Goal 1: Using the passage on C–H activation below, decide whether each statement agrees with it. Answer yes or no for each, and quote the deciding words of the passage exactly. (a) The barrier height for C–H activation is lower on Cu(111) than on CeO₂(111). (b) The transition-state geometries on Cu(111) and CeO₂(111) are nearly identical. (c) One transition-state structure on CeO₂(111) involves H abstraction from CH₄ by electrophilic oxygen atoms from the catalyst surface.

+-------+

There is no evident difference in the barrier heights for C–H activation between the Cu(111) and CeO₂(111) surfaces (i.e., 1.41 vs. 1.56 eV, respectively), although the geometries of the TSs are quite different. On Cu(111), the CH₄ molecule can undergo dissociation to form Cu–CH₃ as an intermediate, enabling direct cleavage of the C–H bond alongside the coordination of the CH₃ group (Fig. 2B). However, this is not the case on CeO₂(111). Indeed, we find that the vibrational direction of the imaginary frequency (Fig. S4) does not coincide with that of C–H bond dissociation, referred to as a “pseudo-transition state”,⁷³ when we calculate the frequency of the TS structure of the O–CH₃ intermediate formed. Potentially, this can lead to a very different mode-specificity for the different surfaces. Notably, the other distinct TS structure found on CeO₂(111) corresponds to H abstraction from CH₄ to form ˙CH₃ radicals by electrophilic oxygen atoms from the catalyst surface (Fig. 2C).

+-------+

Goal 2: Pull out every line of the records below that contains the word "green". Case counts.

Dataset records:
+-------+

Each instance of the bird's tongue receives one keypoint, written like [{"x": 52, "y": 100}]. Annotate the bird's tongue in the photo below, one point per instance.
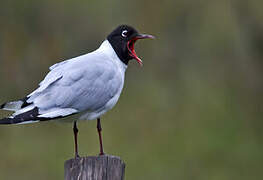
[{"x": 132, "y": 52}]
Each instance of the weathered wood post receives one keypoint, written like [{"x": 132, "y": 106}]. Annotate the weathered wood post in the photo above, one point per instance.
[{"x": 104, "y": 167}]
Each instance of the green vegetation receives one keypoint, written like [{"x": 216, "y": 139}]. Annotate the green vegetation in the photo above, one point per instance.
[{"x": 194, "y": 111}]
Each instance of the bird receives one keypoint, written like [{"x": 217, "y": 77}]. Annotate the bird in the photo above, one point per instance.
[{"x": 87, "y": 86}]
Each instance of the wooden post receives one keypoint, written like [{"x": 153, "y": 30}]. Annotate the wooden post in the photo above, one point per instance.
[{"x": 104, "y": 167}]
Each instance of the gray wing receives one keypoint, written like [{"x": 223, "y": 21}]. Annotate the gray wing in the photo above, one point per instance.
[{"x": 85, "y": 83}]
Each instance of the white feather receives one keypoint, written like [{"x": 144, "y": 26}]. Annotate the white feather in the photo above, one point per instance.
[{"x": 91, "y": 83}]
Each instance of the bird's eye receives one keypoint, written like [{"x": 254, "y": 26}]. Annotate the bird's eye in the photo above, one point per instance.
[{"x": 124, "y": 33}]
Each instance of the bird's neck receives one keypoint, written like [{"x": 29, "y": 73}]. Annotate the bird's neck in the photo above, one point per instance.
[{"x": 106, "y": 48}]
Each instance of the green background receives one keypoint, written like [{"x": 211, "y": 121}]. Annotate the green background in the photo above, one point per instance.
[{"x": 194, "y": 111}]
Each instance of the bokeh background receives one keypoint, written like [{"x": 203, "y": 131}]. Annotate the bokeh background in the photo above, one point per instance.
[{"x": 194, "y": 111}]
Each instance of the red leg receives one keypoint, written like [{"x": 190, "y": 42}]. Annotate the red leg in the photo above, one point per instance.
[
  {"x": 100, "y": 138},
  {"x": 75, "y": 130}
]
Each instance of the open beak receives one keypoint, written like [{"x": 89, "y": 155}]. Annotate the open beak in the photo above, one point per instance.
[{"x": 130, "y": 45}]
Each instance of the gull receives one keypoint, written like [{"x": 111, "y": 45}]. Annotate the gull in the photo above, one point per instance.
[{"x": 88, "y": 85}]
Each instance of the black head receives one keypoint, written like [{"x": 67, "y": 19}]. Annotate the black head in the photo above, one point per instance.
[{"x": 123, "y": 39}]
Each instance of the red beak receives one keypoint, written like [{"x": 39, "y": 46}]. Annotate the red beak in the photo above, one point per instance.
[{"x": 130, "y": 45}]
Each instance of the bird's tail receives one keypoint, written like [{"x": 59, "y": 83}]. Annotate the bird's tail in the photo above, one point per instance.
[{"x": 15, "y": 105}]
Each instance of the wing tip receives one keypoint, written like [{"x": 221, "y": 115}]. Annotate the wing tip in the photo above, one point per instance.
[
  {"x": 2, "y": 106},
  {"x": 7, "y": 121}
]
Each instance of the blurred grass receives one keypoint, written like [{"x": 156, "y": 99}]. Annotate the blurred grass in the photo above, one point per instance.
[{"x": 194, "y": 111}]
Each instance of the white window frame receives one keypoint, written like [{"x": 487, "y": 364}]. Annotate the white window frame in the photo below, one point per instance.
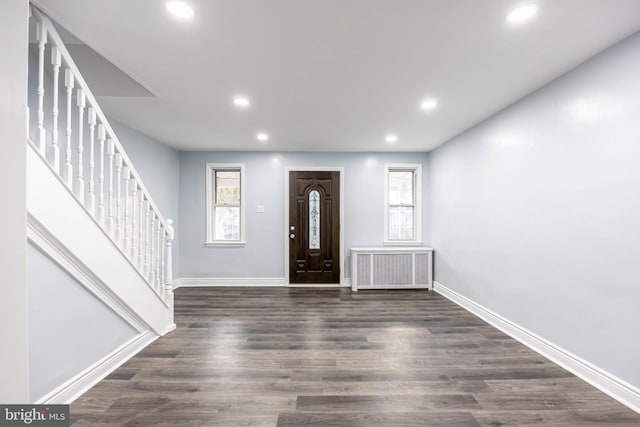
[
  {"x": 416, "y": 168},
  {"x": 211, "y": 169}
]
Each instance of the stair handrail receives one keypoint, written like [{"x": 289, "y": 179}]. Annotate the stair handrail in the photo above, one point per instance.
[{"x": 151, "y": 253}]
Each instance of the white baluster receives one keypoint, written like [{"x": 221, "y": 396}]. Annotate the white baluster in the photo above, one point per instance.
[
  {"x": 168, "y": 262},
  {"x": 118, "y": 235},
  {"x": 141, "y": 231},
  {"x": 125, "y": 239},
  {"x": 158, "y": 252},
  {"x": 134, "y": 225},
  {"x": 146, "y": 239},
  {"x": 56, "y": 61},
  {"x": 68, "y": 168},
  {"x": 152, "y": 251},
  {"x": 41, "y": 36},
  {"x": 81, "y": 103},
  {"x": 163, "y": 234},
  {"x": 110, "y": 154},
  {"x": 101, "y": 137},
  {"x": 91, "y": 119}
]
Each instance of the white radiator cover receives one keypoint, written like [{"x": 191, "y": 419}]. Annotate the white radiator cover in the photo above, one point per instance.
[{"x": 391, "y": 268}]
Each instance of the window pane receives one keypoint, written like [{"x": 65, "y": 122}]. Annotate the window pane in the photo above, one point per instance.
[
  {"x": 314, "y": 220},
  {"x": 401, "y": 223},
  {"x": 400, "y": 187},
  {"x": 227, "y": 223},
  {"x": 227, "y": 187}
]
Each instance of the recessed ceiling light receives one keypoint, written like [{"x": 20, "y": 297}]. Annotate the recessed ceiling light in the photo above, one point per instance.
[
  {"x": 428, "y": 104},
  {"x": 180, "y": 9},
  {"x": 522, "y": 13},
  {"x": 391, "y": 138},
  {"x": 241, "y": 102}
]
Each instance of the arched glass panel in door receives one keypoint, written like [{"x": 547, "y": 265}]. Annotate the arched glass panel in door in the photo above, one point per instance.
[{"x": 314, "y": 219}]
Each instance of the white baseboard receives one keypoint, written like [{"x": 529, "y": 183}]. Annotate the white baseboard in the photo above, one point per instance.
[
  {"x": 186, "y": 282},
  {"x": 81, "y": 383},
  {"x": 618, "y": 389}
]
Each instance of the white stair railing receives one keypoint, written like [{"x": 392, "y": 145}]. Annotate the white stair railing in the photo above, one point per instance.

+-------+

Task result 1:
(a) Yes: "1.41 vs. 1.56 eV, respectively"
(b) No: "although the geometries of the TSs are quite different"
(c) Yes: "corresponds to H abstraction from CH₄ to form ˙CH₃ radicals by electrophilic oxygen atoms from the catalyst surface"

Task result 2:
Each instance of the green vegetation receives one keypoint, written like [{"x": 216, "y": 139}]. Annotate the green vegetation in the photo above, one point per instance.
Each instance of the green background receives one keypoint, written like [{"x": 211, "y": 121}]. Annotate the green background in the photo above, one point per instance.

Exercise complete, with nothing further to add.